▸ **PROBLEM REQUIREMENTS**
Can you reproduce, word for word, the part of the entries that opens with the line containing "Annotate the wet" and runs through the final line of the entries?

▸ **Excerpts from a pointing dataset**
--- begin ---

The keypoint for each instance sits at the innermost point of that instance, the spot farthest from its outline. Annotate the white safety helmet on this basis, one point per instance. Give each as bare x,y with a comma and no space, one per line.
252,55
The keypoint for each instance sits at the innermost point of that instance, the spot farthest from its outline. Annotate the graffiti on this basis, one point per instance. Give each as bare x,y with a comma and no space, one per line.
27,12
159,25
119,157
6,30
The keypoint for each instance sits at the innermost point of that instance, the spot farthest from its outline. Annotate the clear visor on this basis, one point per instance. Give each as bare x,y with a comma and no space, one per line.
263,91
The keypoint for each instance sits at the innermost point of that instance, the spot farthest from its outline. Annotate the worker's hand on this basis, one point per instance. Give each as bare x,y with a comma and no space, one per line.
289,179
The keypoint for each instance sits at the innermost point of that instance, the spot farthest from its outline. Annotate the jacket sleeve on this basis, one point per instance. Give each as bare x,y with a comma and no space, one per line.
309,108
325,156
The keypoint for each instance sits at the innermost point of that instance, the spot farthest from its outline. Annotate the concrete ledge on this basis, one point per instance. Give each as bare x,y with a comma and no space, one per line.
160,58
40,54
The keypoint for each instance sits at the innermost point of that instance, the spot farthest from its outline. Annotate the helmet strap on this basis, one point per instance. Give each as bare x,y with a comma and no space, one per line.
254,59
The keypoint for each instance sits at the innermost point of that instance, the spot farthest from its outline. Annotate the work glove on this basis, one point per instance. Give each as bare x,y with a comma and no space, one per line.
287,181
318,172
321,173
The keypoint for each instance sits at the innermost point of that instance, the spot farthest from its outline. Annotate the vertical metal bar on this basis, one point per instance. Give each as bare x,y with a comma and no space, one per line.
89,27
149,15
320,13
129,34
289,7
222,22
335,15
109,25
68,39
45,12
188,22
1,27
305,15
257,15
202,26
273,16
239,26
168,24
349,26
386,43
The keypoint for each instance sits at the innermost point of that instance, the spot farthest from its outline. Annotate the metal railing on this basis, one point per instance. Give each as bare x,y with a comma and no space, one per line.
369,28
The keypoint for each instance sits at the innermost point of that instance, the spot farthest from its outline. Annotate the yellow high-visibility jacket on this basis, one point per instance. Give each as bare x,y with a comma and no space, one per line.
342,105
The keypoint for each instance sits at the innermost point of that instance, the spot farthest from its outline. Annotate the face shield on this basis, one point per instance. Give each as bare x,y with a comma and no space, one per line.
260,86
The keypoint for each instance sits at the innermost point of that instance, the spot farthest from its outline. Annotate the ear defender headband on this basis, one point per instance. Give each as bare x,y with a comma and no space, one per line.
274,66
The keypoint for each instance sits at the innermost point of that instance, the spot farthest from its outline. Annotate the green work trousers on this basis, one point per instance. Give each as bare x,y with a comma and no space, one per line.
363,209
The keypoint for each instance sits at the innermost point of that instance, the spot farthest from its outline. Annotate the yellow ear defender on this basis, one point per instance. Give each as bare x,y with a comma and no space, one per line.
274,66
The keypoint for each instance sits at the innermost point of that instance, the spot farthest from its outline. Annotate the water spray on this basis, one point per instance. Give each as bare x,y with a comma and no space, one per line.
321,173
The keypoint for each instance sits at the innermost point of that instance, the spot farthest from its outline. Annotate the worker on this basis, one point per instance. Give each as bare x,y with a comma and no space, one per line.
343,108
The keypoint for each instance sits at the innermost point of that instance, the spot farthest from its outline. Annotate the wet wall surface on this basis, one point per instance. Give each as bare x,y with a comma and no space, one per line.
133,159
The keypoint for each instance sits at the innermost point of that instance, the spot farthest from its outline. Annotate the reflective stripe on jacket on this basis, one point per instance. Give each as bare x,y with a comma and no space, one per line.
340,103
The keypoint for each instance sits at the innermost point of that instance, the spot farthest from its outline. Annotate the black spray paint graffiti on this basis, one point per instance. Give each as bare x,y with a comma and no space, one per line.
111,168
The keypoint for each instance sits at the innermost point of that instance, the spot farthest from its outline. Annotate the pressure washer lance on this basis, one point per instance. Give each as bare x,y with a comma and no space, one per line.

--- end ---

▸ **WRITTEN REPLY**
The keypoint for each instance sits at the innermost point of that instance, the spot farthest from its outline. Annotate the wet wall surface on this basis, one point per instance. Give each as bare x,y with a comma and no space, one per line.
133,159
The keypoint for each instance sits at the innermost point of that instance, the spot farthest from its outline. Annotate the reflective stripe on jacket on this basis, one point per instance. Give each as bare x,y with a comma and no space, one per line.
340,103
The keypoint for each instance sits at the innermost point of that instance, the spot farthest from its outline. Annotate the black spray paint graffiti on this basis, one point per instance. Give each as bare x,y with a comma and no space, one per line.
111,168
The keypoint for each instance sits at the innermost point of that instance, the spot farthest from its outline. Annotate the pressure washer lance on this basis, one point per instance. Give each as bare x,y with a comma and no space, one per line.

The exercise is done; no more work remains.